-- begin Data in this exercise --
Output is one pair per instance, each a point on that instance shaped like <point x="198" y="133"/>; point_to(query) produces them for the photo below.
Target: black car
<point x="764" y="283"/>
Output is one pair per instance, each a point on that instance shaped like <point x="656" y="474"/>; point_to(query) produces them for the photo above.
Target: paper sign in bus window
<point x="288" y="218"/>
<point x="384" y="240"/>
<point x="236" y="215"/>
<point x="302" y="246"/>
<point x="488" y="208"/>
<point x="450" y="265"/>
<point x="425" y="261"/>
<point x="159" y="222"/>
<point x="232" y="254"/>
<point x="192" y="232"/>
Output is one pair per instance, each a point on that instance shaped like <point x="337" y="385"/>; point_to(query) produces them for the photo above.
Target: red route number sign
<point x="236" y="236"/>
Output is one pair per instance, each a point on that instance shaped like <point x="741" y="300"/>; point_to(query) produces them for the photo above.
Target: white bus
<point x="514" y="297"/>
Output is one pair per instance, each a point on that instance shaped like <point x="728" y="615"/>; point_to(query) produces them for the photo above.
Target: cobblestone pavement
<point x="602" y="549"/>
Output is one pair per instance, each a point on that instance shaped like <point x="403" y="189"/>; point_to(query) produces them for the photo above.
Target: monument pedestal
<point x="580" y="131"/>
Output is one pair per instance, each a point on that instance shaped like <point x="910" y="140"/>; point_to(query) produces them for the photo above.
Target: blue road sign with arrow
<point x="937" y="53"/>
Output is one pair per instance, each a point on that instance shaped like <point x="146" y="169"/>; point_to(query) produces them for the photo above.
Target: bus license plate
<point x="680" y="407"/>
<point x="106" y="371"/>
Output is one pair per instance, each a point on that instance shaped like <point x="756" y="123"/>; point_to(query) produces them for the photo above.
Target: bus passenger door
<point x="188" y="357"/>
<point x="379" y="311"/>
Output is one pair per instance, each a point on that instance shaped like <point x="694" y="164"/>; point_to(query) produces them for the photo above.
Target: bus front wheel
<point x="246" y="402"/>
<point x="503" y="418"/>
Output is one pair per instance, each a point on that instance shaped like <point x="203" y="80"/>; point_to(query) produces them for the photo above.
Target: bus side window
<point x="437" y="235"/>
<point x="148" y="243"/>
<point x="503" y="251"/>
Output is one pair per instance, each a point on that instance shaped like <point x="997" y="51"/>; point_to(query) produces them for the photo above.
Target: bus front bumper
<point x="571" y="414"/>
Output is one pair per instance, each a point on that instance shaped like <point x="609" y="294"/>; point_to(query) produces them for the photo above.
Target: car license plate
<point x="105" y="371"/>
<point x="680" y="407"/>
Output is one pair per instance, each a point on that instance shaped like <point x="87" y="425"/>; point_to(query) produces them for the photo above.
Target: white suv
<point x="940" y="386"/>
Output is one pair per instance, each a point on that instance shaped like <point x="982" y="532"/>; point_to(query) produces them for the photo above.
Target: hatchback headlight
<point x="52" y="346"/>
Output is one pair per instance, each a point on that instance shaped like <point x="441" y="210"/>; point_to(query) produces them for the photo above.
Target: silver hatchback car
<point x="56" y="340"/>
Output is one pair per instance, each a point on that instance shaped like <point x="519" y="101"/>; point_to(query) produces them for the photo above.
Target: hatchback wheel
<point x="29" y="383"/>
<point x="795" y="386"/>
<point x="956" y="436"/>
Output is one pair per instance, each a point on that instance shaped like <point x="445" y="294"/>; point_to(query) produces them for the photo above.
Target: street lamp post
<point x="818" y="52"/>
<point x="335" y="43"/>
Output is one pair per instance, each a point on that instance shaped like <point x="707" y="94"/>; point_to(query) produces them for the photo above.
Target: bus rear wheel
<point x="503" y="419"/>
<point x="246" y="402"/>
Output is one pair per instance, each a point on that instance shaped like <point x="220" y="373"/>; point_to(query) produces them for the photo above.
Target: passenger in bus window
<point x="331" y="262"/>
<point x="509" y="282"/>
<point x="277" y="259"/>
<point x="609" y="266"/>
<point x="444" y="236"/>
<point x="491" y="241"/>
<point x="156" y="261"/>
-- end Data in this exercise --
What is asked:
Copy each line in the items above that contains the word "passenger", matching its case exactly.

The answer:
Target: bus passenger door
Target: passenger in bus window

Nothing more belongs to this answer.